Jawablah pertanyaan berikut berdasarkan bacaan tentang amanah di bawah ini.
1. Menurut pandangan kebanyakan orang awam, amanah sering dibatasi pada apa?
2. Siapa yang meriwayatkan sabda Rasulullah yang dikutip dalam bacaan itu?
3. Apa arti kata "khianat" menurut bacaan tersebut?

__Bacaan__:
· · ·

A. Pengertian
Amanah dalam perspektif agama Islam memiliki
makna dan kandungan yang luas, di mana seluruh makna dan kandungan tersebut bermuara
pada satu pengertian yaitu setiap orang merasakan bahwa Allah SWT senantiasa
menyertainya dalam setiap urusan yang dibebani kepadanya, dan setiap orang
memahami dengan penuh keyakinan bahwa kelak ia akan dimintakan pertanggung
jawaban atas urusan tersebut sebagaimana yang telah dijelaskan dalam sabda
Rasulullah saw :
“Masing-masing kalian adalah pemimpin, dan
masing-masing kalian akan ditanya tentang kepemimpinannya, seorang imam adalah
pemimpin dan akan ditanya tentang kepemimpinannya, seorang laki-laki adal
pemimpin dalam keluarganya, dan dia akan ditanya tentang kepemimpinannya,
seorang wanita adalah pemimpin di rumah suaminya dan akan ditanya tentang
kepemimpinannya, dan seorang pembantu adalah pemimpin dalam memelihara harta
tuannya dan ia akan ditanya pula tentang kepemimpinannya”. (HR Imam Bukhori).
Sementara pengertian amanah menurut kaca mata
kebanyakan orang awam seringkali diletakan pada pemahaman yang sempit, yaitu
sebatas memelihara barang titipan, padahal makna hakikatnya jauh lebih besar
dan lebih berat dari makna yang diduga. Amanah adalah sebuah kewajiban, di mana
sudah seharusnya semua orang Islam saling mewasiatinya dan memohon bantuan
kepada Allah swt dalam menjaganya.
Amanah ialah segala sesuatu yang dipercayakan
kepada manusia, baik yang menyangkut hak dirinya, hak orang lain, maupun hak
Allah SWT, atau sesuatu yang diberikan kepada seseorang yang dinilai memiliki
kemampuan untuk mengembannya. Namun dengan kemampuannya itu juga bisa
menyalahgunakan amanah tersebut. Arti sesungguhnya dari penyerahan amanah kepada
manusia adalah Allah SWT percaya bahwa manusia mampu mengemban amanah tersebut
sesuai dengan keinginan Allah SWT.
B. Perintah Menunaikan Amanah
Amanah
(dapat dipercaya) merupakan sebaik-baik akhlak dari beberapa akhlak yang
terpuji. Sedangkan khianat (tidak dapat dipercaya) merupakan seburuk-buruk
akhlak yang hina dan rendah. Amanah merupakan hiasan bagi orang-orang yang
mulia dan berilmu. Sesungguhnya amanah dan shiddiq (jujur) merupakan sebagian
sifat-sifat Rasul.

· · ·

__Bahan yang Disediakan__:

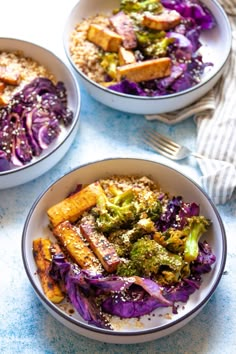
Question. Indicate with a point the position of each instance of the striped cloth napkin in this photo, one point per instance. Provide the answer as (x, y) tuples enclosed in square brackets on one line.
[(215, 116)]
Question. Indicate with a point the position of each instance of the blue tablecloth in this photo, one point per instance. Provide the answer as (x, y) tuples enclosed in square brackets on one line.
[(25, 325)]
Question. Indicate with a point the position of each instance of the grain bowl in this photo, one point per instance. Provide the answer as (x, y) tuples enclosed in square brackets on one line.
[(78, 300), (39, 111), (165, 70)]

· · ·

__Jawaban Lengkap__:
1. Sebatas memelihara barang titipan.
2. Imam Bukhori.
3. Tidak dapat dipercaya.